- _Task 1_:
Answer these questions from the rail travel piece:
(a) How many hours of daylight does Stockholm have at the June solstice?
(b) What was the temperature at midday during the earlier Christmas visit?
(c) At what time does the Eurostar for Brussels depart?
- _Task 2_:
Decide whether each statement agrees with the rail travel piece. Answer yes or no, and quote the words that settle it.
(a) The Thalys express ride to Cologne takes 1 hour and 45 minutes.
(b) The Eurostar journey from London to Brussels covers 186 miles.
(c) The roof at St Pancras International is painted red.
- _Task 3_:
Rewrite everything from "Long hot summer" down to "out of airports." in the rail travel piece, changing "mozzies" to "mosquitoes".

─── Page extract ───

Long hot summer days in Stockholm (18 hours of daylight at the June solstice) brings the mozzies out by the water and contrasts with very cold long winter nights (18 hours of darkness in January) when the ice breakers go to the work in the Baltic.

I recall an earlier visit at Christmas when everything was a glistening frozen white

beneath a blue, cloudless sunny sky.  It was minus 17c and that was at midday!

Although flying is quicker, it still takes the best part of a day to get to Stockholm with all the faffing about getting to and from and in out of airports.

Rail is city to city and you have a sense of place because you get to look out of the window at the world going by noting the subtle changes in landscape and buildings as you go.

At 09.35 we depart our local station for London Waterloo and take a taxi from there to St Pancras International, admiring the beautifully restored 19th century Midland Railway terminus with its blue painted roof curving high over the sleek 18-car Eurostar trains.  The roof boasts the largest span of a railway station in the UK.

There we board the 12.57 Eurostar for Brussels in Belgium, a 2 hour 11 minute ride for the 232 mile journey, at a top speed of 186mph!  At Brussels we change trains and take the Thalys express to Cologne in Germany, a 1 hour and 45 minutes ride.

─── Dataset excerpt ───

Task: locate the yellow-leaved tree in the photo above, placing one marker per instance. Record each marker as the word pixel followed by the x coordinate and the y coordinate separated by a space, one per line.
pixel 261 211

───

- _Response area 1_:
(a) 18 hours
(b) Minus 17c
(c) 12.57

- _Response area 2_:
(a) Yes: "take the Thalys express to Cologne in Germany, a 1 hour and 45 minutes ride"
(b) No: "a 2 hour 11 minute ride for the 232 mile journey, at a top speed of 186mph!"
(c) No: "with its blue painted roof curving high over the sleek 18-car Eurostar trains"

- _Response area 3_:
Long hot summer days in Stockholm (18 hours of daylight at the June solstice) brings the mosquitoes out by the water and contrasts with very cold long winter nights (18 hours of darkness in January) when the ice breakers go to the work in the Baltic.

I recall an earlier visit at Christmas when everything was a glistening frozen white

beneath a blue, cloudless sunny sky.  It was minus 17c and that was at midday!

Although flying is quicker, it still takes the best part of a day to get to Stockholm with all the faffing about getting to and from and in out of airports.